* **Página**:
Mel Gibson retoma moral cristã para reafirmar valores nacionalistas.
Por Pedro Strazza.
Além de ser o primeiro filme que Mel Gibson dirige em dez anos e o responsável por conduzir o polêmico cineasta de volta ao circuito de Hollywood, Até o Último Homem é também mais um filme de guerra contemporâneo que enfoca o nacionalismo militar estadunidense em tempos de crise. Mesmo que seja uma história ambientada na Segunda Guerra Mundial, a história do soldado Desmond Doss traz à tona a crise de valores que o gênero passa nos dias de hoje tal qual os recentes Sniper Americano, 13 Horas - Os Soldados Secretos de Benghazi, Corações de Ferro e tantos outros fizeram nos últimos três anos.
Mas enquanto seus contemporâneos tratam esta temática sob a ótica da desconstrução, de forma a enfraquecer a visão nacionalista do país mesmo em tramas que a princípio elevam este espírito (uma contradição das mais curiosas, vale sempre ressaltar), Gibson opta por cortar caminho e usar da problematização para reafirmar a força destes valores. O conto de Doss, afinal, carrega esta narrativa na veia: jovem cristão adventista que se recusava a pegar em armas, ele foi o primeiro objetor de consciência na História dos Estados Unidos a ser condecorado com a Medalha de Honra do Congresso.
O longa então se estabelece em três atos bastante discerníveis um do outro: se no primeiro o espectador é apresentado a Doss (Andrew Garfield) e às origens de sua crença pacifista pela figura do pai (Hugo Weaving), típico veterano de guerra traumatizado, o segundo se pauta todo no conflito passado no campo de treinamento entre o protagonista e o Exército, restando ao último a consagração do personagem na guerra. O verdadeiro martírio passado por Desmond para servir seu país - que envolve desde uma violência na infância e entre seus colegas da infantaria até a privação de seu casamento com a enfermeira Dorothy (Teresa Palmer) - é muito semelhante ao que Gibson realizou anos atrás com Jesus em A Paixão de Cristo, filme de resultados quase masoquistas frente ao sofrimento enquadrado, mas aqui a determinação do soldado em ajudar os companheiros e mesmo os inimigos ajuda a atenuar a sede por violência que é característica do cinema do diretor desde sempre.

* **Exercícios**:
(a) Por favor, transcreva da crítica tudo o que vai de "Mas enquanto seus" até "Honra do Congresso.".
(b) Responda com base na crítica do filme:
(i) Há quantos anos Mel Gibson não dirigia um filme?
(ii) Que condecoração Desmond Doss recebeu?
(iii) Que ator interpreta Desmond Doss?

* **Registros brutos**:
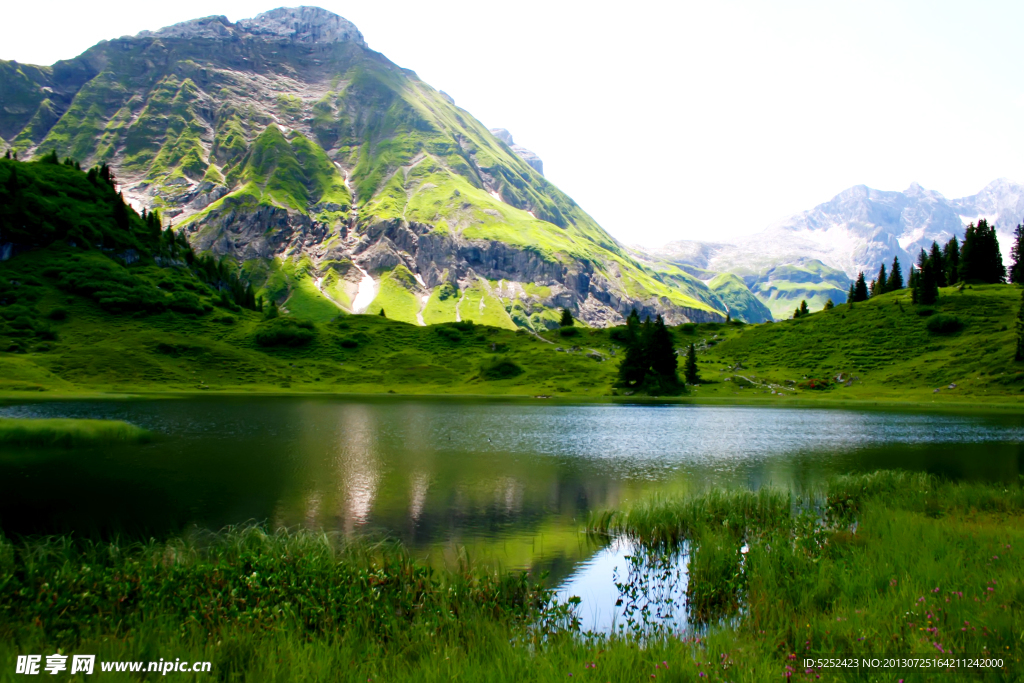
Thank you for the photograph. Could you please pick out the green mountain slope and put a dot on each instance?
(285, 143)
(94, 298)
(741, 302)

---

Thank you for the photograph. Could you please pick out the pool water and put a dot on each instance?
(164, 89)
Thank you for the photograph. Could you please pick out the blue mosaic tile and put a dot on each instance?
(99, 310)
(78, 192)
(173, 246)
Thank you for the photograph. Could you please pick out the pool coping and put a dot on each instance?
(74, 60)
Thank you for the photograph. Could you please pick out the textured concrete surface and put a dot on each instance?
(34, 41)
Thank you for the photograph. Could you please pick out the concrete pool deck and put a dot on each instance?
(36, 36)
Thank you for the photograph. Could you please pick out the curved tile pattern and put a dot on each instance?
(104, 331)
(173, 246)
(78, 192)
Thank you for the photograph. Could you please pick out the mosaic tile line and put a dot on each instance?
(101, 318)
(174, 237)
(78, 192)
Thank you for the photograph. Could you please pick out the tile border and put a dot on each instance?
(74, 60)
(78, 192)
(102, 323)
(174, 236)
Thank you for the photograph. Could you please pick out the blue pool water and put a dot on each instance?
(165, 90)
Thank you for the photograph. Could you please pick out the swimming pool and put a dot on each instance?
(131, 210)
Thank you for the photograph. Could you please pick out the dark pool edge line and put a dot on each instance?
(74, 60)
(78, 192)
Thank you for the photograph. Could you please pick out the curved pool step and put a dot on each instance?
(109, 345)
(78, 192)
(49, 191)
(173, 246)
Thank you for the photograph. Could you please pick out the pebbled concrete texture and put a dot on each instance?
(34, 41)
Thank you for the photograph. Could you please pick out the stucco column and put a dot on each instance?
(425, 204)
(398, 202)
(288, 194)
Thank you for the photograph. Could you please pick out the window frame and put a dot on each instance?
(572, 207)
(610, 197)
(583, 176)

* **Respostas**:
(a)
Mas enquanto seus contemporâneos tratam esta temática sob a ótica da desconstrução, de forma a enfraquecer a visão nacionalista do país mesmo em tramas que a princípio elevam este espírito (uma contradição das mais curiosas, vale sempre ressaltar), Gibson opta por cortar caminho e usar da problematização para reafirmar a força destes valores. O conto de Doss, afinal, carrega esta narrativa na veia: jovem cristão adventista que se recusava a pegar em armas, ele foi o primeiro objetor de consciência na História dos Estados Unidos a ser condecorado com a Medalha de Honra do Congresso.

(b)
(i) Dez anos.
(ii) A Medalha de Honra do Congresso.
(iii) Andrew Garfield.